What this task involves:
Within the records below, find each line that holds the string "green", then copy it.
-- Study material follows --
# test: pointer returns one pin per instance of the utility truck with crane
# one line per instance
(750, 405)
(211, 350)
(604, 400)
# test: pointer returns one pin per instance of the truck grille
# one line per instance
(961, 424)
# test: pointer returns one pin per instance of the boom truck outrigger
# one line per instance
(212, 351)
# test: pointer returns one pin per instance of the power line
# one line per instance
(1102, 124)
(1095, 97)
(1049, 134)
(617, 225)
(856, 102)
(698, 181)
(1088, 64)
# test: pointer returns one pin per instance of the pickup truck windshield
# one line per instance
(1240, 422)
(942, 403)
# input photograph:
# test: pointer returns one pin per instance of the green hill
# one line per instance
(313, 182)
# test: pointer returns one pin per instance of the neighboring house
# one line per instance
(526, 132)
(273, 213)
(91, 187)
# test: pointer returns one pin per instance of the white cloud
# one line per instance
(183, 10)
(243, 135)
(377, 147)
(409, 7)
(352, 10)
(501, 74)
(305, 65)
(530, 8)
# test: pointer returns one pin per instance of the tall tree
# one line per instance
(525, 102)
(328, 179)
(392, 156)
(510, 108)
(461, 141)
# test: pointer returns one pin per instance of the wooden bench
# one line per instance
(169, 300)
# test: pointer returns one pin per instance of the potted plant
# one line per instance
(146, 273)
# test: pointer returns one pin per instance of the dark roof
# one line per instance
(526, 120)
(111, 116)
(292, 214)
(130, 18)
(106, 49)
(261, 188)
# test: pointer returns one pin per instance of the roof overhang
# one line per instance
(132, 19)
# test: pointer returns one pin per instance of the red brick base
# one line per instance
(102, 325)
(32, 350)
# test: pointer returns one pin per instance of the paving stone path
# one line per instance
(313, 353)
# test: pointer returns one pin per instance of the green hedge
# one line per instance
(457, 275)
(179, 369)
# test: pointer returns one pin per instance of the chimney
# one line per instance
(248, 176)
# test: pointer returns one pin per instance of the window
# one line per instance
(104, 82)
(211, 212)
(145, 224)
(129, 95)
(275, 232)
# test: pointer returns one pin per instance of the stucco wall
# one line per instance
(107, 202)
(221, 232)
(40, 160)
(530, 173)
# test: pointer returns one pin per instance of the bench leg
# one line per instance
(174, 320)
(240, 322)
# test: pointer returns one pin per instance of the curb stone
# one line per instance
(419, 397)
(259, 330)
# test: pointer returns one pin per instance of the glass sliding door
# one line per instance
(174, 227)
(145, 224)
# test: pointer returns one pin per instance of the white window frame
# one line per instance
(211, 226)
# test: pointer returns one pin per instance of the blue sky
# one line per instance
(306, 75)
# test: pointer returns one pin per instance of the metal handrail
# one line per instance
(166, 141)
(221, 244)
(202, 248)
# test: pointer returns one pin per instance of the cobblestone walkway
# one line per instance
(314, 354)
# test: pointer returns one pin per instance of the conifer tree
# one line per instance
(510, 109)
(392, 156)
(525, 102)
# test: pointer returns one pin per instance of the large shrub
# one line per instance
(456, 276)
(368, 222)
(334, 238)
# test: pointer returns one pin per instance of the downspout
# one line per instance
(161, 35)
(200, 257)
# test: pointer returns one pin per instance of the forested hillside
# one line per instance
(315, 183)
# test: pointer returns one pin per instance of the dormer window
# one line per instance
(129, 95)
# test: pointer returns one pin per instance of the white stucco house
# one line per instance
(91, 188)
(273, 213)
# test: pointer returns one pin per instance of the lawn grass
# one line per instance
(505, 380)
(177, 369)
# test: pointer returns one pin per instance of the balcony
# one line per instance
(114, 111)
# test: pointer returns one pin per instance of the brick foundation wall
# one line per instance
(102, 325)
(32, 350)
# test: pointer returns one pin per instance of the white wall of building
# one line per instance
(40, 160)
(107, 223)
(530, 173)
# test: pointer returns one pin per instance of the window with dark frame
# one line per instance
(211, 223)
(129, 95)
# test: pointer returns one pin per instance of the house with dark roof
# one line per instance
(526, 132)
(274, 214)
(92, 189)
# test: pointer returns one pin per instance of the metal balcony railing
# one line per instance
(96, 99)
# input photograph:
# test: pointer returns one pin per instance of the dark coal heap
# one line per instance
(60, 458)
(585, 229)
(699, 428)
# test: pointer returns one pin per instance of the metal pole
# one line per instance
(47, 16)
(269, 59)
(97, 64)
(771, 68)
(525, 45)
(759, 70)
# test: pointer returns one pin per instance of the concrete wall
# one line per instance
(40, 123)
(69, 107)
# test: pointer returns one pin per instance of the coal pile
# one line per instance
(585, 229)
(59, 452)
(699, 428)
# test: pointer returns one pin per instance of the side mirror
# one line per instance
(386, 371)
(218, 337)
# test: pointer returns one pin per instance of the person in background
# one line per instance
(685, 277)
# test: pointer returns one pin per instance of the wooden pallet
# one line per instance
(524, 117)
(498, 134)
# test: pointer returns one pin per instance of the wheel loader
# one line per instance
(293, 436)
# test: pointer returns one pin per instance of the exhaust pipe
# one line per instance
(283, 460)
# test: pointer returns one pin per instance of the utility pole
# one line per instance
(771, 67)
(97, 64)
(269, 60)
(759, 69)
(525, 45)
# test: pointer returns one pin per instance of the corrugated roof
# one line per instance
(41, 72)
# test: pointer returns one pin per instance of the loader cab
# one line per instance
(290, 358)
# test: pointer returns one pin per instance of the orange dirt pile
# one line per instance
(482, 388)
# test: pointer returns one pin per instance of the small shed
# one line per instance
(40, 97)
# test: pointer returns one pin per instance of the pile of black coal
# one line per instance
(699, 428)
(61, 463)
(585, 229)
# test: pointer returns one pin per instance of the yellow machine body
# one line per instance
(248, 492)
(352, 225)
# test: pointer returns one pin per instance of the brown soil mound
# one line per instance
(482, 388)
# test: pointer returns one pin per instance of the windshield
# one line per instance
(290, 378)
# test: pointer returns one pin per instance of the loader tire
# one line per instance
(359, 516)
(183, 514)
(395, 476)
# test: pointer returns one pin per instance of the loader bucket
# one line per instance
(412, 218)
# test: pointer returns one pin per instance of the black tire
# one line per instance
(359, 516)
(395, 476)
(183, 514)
-- Study material concluded --
Solution for this problem:
# test: pointer returns one pin per instance of the green hill
# test: pointer returns one pin per instance of the green hedge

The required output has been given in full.